PROBLEM:
Which lines in the entries below contain the word "blue"? List each of those lines in full.

STORED ROWS:
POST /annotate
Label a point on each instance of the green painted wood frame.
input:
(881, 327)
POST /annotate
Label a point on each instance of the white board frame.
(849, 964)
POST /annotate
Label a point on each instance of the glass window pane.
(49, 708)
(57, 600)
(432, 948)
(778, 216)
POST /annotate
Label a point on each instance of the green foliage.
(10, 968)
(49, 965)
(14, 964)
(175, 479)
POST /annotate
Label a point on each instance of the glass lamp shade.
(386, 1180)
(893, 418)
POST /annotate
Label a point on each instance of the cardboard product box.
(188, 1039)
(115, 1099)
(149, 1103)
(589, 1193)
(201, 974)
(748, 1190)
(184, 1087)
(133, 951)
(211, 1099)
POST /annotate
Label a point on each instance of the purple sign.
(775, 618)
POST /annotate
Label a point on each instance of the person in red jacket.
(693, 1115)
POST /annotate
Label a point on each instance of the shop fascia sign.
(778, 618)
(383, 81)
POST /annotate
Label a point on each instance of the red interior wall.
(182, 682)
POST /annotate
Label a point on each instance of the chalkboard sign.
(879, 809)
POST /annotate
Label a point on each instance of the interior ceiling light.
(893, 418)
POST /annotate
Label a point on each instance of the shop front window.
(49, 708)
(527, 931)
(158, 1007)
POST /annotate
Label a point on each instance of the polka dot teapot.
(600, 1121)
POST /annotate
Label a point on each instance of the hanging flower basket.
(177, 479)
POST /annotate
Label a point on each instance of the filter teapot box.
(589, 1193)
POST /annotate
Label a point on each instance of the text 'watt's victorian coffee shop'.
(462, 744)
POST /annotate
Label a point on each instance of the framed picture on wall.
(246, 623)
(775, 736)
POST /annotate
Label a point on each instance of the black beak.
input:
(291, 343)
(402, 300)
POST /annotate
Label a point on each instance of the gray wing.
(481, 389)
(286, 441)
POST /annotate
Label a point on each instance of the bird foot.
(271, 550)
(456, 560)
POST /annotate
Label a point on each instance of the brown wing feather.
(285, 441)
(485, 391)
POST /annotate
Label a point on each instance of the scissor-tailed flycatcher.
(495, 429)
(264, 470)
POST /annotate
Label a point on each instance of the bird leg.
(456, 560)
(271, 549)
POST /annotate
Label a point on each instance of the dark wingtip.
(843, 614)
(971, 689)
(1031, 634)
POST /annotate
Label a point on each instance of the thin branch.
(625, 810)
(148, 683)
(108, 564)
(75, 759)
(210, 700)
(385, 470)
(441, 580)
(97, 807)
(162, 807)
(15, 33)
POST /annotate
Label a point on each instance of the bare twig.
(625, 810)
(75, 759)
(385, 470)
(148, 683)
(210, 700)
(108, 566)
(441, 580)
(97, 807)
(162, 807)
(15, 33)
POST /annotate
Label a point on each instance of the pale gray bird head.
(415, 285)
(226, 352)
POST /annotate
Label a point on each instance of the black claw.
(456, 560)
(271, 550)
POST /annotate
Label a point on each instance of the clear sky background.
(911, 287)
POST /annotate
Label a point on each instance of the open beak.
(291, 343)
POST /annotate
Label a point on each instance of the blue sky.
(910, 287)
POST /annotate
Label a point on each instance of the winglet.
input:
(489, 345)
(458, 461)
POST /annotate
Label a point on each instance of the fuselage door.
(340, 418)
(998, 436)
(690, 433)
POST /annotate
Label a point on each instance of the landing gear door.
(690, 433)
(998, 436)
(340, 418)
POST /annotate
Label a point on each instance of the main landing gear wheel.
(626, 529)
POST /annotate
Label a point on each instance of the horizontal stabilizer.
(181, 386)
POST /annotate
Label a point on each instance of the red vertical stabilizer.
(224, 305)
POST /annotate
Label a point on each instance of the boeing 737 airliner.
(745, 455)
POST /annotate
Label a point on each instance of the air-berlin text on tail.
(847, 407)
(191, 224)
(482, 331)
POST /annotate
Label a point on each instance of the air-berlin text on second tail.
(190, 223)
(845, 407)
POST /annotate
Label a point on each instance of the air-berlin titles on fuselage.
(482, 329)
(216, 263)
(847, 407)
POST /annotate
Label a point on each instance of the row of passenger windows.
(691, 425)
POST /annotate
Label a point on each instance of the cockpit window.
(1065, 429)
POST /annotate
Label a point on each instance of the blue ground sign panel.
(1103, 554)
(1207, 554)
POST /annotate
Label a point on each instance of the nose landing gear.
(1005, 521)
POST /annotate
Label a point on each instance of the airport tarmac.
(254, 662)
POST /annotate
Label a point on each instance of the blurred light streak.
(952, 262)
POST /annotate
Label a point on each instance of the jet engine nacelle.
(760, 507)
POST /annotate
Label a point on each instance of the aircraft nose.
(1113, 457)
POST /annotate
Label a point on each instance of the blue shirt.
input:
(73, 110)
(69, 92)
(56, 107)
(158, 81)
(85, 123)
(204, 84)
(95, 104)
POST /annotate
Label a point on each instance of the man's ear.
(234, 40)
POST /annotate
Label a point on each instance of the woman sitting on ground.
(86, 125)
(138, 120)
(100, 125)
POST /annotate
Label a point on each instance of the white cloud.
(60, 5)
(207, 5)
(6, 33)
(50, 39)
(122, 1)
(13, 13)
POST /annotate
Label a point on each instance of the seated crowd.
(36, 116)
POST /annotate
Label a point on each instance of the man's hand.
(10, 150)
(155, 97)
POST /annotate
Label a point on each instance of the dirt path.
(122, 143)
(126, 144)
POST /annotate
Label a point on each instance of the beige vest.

RESPONSE TO THE TASK:
Label a point on each instance of the blue sky.
Label a point on each instance of the blue ground sign panel.
Label a point on each instance of the blue shirt.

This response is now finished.